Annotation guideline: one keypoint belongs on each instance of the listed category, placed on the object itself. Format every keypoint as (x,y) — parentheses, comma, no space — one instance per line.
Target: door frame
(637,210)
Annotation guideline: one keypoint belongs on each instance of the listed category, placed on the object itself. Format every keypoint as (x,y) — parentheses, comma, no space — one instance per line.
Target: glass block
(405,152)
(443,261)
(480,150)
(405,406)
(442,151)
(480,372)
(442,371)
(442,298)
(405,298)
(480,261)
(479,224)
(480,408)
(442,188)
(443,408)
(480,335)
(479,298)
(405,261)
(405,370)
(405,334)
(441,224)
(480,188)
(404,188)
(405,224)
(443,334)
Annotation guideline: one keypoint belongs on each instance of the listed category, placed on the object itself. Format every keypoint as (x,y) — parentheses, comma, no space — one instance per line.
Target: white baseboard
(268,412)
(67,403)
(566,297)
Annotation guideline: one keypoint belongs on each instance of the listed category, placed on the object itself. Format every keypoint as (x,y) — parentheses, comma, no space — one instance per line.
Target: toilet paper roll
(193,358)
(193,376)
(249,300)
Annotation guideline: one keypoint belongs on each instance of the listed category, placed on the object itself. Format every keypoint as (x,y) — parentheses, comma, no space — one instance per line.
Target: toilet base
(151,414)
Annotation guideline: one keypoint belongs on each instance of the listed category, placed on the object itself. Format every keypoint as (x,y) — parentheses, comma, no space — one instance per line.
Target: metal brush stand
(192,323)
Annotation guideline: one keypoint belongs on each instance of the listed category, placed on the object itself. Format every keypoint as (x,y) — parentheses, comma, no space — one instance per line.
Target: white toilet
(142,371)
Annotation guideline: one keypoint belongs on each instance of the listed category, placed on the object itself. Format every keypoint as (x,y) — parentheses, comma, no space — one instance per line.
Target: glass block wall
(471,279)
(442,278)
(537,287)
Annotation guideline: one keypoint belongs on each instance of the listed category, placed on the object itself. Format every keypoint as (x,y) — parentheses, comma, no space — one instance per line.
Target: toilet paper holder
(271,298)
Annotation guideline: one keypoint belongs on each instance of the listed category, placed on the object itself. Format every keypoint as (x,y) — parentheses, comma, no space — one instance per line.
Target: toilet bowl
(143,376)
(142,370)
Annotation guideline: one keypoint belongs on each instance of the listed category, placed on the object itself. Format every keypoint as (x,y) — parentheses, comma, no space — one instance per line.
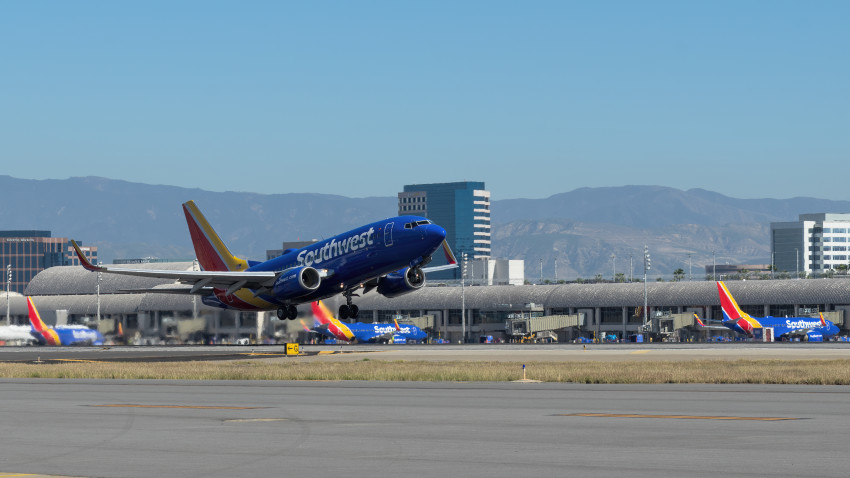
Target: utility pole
(463,299)
(613,267)
(690,268)
(646,267)
(541,271)
(8,286)
(99,278)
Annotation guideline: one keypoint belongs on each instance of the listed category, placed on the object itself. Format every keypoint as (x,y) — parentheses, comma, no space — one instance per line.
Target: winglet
(697,319)
(83,260)
(211,252)
(321,312)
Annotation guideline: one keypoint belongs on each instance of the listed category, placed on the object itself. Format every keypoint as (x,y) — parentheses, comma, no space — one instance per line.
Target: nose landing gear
(287,312)
(348,310)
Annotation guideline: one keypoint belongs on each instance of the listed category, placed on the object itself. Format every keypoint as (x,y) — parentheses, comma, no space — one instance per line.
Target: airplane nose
(434,233)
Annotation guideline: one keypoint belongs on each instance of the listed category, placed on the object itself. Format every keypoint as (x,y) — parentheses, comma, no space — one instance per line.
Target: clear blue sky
(746,98)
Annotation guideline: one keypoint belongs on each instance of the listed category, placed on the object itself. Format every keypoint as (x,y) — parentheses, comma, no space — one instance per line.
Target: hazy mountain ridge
(581,228)
(656,206)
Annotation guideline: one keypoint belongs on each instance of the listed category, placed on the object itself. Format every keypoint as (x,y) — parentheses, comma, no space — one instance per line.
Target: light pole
(613,267)
(99,278)
(8,286)
(541,271)
(646,266)
(195,296)
(463,300)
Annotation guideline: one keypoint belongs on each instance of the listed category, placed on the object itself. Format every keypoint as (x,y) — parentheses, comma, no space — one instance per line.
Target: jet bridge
(525,327)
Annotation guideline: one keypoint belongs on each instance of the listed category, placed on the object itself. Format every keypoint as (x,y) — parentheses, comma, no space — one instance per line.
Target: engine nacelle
(813,336)
(296,282)
(401,282)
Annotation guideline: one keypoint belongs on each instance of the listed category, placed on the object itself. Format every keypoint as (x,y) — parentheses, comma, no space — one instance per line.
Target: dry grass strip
(814,372)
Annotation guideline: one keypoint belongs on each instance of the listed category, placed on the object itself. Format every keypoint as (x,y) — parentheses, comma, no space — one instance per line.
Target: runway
(103,428)
(472,352)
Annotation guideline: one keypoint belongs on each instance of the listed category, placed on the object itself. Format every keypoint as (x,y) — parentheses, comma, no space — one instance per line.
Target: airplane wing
(228,280)
(700,324)
(451,261)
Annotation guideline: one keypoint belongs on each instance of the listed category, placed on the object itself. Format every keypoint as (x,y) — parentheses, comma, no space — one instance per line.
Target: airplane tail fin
(39,326)
(698,321)
(211,252)
(728,305)
(35,317)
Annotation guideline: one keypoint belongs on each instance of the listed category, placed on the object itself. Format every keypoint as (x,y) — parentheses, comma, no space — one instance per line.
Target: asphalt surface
(484,352)
(103,428)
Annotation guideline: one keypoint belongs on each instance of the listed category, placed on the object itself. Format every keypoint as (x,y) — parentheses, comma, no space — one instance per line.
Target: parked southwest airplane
(61,334)
(388,256)
(331,327)
(736,319)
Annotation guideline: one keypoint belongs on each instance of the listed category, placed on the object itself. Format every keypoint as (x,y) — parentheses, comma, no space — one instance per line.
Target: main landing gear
(287,312)
(348,310)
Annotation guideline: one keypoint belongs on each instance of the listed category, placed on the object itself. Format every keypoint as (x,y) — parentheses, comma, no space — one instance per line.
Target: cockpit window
(411,225)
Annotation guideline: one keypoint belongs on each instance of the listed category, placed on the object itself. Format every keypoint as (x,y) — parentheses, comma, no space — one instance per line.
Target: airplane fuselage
(370,332)
(784,326)
(345,261)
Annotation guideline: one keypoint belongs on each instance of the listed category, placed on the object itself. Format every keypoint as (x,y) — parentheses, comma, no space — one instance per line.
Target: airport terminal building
(68,294)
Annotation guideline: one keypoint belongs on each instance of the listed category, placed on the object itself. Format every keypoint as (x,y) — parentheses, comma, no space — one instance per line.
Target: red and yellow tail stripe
(730,306)
(49,334)
(697,319)
(212,254)
(450,257)
(324,316)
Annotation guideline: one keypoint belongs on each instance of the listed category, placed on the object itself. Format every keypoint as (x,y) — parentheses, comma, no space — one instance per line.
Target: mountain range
(588,231)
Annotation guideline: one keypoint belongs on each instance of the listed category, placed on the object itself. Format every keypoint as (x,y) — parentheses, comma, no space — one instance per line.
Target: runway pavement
(487,352)
(103,428)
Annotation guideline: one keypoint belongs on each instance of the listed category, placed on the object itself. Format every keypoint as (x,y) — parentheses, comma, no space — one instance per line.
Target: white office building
(815,244)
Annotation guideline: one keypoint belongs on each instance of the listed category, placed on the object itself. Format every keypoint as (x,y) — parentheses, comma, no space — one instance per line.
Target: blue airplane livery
(329,326)
(388,256)
(806,328)
(61,334)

● ● ● ● ●

_Exercise aim_
Make an exact copy of the listing. Leave its pictures out.

_Written answer_
Annotation guideline: one keypoint belongs on each instance of the listed category, placed on the object itself. Format every keypoint as (x,y) — parentheses, comma, no space — one instance per line.
Target: door frame
(637,210)
Annotation guideline: one keypoint belongs on each instance of the listed category, placed on the object itself. Format every keypoint as (x,y) — parentheses, comma, no space — one instance per line.
Target: glass block
(405,152)
(443,261)
(480,150)
(405,406)
(442,151)
(480,372)
(442,371)
(442,298)
(405,298)
(480,261)
(479,224)
(480,408)
(442,188)
(443,408)
(480,335)
(479,298)
(405,261)
(405,370)
(405,334)
(441,224)
(480,188)
(404,188)
(405,224)
(443,334)
Annotation guideline: one keypoint belongs on each instance of the listed category, placed on the object itself. Format every keypoint as (x,y) — parentheses, comma, no space — one instance per line.
Target: white baseboard
(268,412)
(67,403)
(566,297)
Annotation guideline: one keypoint belongs on each instance of the listed category, placed on the object itself. Format every keypoint as (x,y) — parentheses, comma, no space — one instance per line.
Target: toilet paper roll
(193,358)
(193,376)
(249,300)
Annotation guideline: one keypoint belongs on each instance of the listed category, placed on the object itself. Format every keypoint as (x,y) — parentheses, comma, no space — one instance per line.
Target: toilet base
(151,414)
Annotation guideline: one keypoint belongs on each instance of the listed category, placed on the object itself. Format every keypoint as (x,y) — parentheses, comma, no space — one instance per line.
Target: metal brush stand
(192,323)
Annotation guideline: one keypoint belongs on each instance of the listed category, placed on the object itself. Format every keypoint as (x,y) — parentheses, comma, no space — one instance per line.
Target: white toilet
(142,371)
Annotation guideline: one keypoint belongs on each instance of the listed category, placed on the object itself. Format every keypoint as (x,y) — parentheses, comma, no space — one instance per line.
Target: glass block wall
(471,279)
(442,278)
(537,287)
Annotation guideline: one keypoint belongs on each instance of the listed category, placed on the object itself. Format every keypoint as (x,y) — parentheses, comma, no space — one instance per line.
Target: toilet paper holder
(271,298)
Annotation guideline: one keypoint belongs on each instance of the listed category, placed on the object itself. Format every keypoint as (x,y) — parentheses, comma, no space — one instance per line.
Target: toilet bowl
(143,376)
(142,370)
Annotation guideline: one keypoint belongs on each instance of the listed category, placed on the object itself. Format every keypoint as (x,y) — parentheses, comma, no space — one instance per line.
Target: utility pole
(463,299)
(613,267)
(690,268)
(646,267)
(541,271)
(8,286)
(99,278)
Annotation guideline: one keypoint belongs on each instance of the listed category, placed on the object itself. Format every keypoint as (x,y) — parentheses, comma, no space — one instance per line.
Target: winglet
(697,319)
(83,260)
(211,252)
(321,312)
Annotation guideline: one keypoint belongs on each instance of the listed category, placed on the object itself. Format every keypoint as (x,y) — parentheses, comma, no space — one instance per line.
Target: nose landing gear
(287,312)
(348,310)
Annotation guideline: one keypoint belongs on each instance of the listed category, placed on the object itself. Format every keypoint as (x,y) — parentheses, comma, no space — one instance per line.
Target: airplane nose
(434,233)
Annotation guideline: one keypoint belongs on each instance of the listed category, placed on the object itself. Format every keypoint as (x,y) — parentheses, comma, no space — one instance per line.
Target: clear blue sky
(746,98)
Annotation guideline: one keypoint belongs on each instance of the listed category, placed on the object itself. Format every keypoint as (x,y) — parentheses, comma, no space — one instance per line.
Target: hazy mountain ridge
(581,228)
(656,206)
Annotation guideline: one keypoint belongs on each instance of the listed category, placed on the object itself. Format every keypoint as (x,y) — parentheses, comma, no space — one instance per line.
Target: light pole
(613,267)
(99,278)
(8,286)
(541,271)
(646,266)
(195,296)
(463,300)
Annotation guideline: one keypoint belongs on each instance of the listed category, placed on the object itself. Format every keypoint as (x,y) — parentheses, comma, no space — one instance per line.
Target: jet bridge
(525,327)
Annotation guideline: one keypoint belongs on each instance of the listed category, placed on the object itself. Format every keypoint as (x,y) — parentheses, comma, no space — one instance per line.
Target: engine nacelle
(813,336)
(296,282)
(401,282)
Annotation guideline: one keypoint belongs on each instance of the listed category, placed on the object itself. Format every keypoint as (x,y) — parentheses, comma, no space — one instance per line.
Target: dry grass strip
(814,372)
Annotation guideline: one keypoint belongs on each instance of the listed category, placed on the object itself. Format every keypoint as (x,y) — parentheses, comma, no space — one instance per line.
Target: runway
(103,428)
(472,352)
Annotation guideline: one keypoint belongs on each instance of the listed category, placed on the object itself. Format every keypoint as (x,y) — parentheses, comma, no space — one instance per line.
Target: airplane wing
(228,280)
(700,324)
(451,261)
Annotation guideline: one keypoint belongs on each instance of the listed category, placed on the object itself. Format every keypoint as (x,y) — parentheses, comma, no space — one instance per line.
Target: airplane tail fin
(39,326)
(698,321)
(211,252)
(728,305)
(35,317)
Annotation guideline: one keypoint belongs on each instance of the listed category, placed on the object itself. Format every keypoint as (x,y) — parentheses, comma, no space — one instance per line.
Target: asphalt surface
(484,352)
(103,428)
Annotation guideline: one keypoint belongs on each instance of the listed category, placed on the object itself. Format every keypoint as (x,y) — parentheses, comma, no space — one instance per line.
Target: parked southwest airplane
(61,334)
(388,256)
(331,327)
(736,319)
Annotation guideline: one keypoint belongs on each instance of the listed category, placed on the object itself. Format every keypoint as (x,y) — parentheses, comma, no space — one instance per line.
Target: main landing gear
(287,312)
(348,310)
Annotation guideline: one keypoint belongs on each instance of the listed category, placed on the object itself. Format every keypoint as (x,y) — parentheses, comma, no space — one instance per line.
Target: cockpit window
(411,225)
Annotation guideline: one keypoint belongs on each instance of the listed category, placed on the object itself. Format every keypoint as (x,y) — parentheses, comma, no space — one instance per line.
Target: airplane fuselage
(370,332)
(784,326)
(345,261)
Annotation guideline: one keypoint belongs on each instance of the listed category, placed on the object itself. Format every keypoint as (x,y) — parentheses, comma, no space — one instance per line.
Target: airport terminal building
(68,294)
Annotation guideline: one keypoint belongs on each instance of the listed category, placed on the object itself. Format every keypoint as (x,y) — parentheses, comma, no space — one instance per line.
Target: red and yellow tail stripe
(730,306)
(49,334)
(697,319)
(212,254)
(450,257)
(324,316)
Annotation guideline: one keypoint belongs on each instance of the listed category, placed on the object itself. Format every keypoint as (x,y) — parentheses, comma, no space — one instance per line.
Target: mountain range
(588,231)
Annotation guideline: one keypoint belongs on each instance of the listed category, placed on the object itself. Format every keypoint as (x,y) — parentheses, comma, no space — one instance per line.
Target: runway pavement
(487,352)
(103,428)
Annotation guideline: one keypoint belongs on each instance of the listed category, placed on the object itself. Format every keypoint as (x,y) — parentheses, comma, no space — one instance per line.
Target: white office building
(815,244)
Annotation guideline: one keypoint belongs on each instance of the listed category, placed on the object itself. Format every keypoint as (x,y) — parentheses, comma, no space — one instance per line.
Target: blue airplane livery
(329,326)
(388,256)
(806,328)
(61,334)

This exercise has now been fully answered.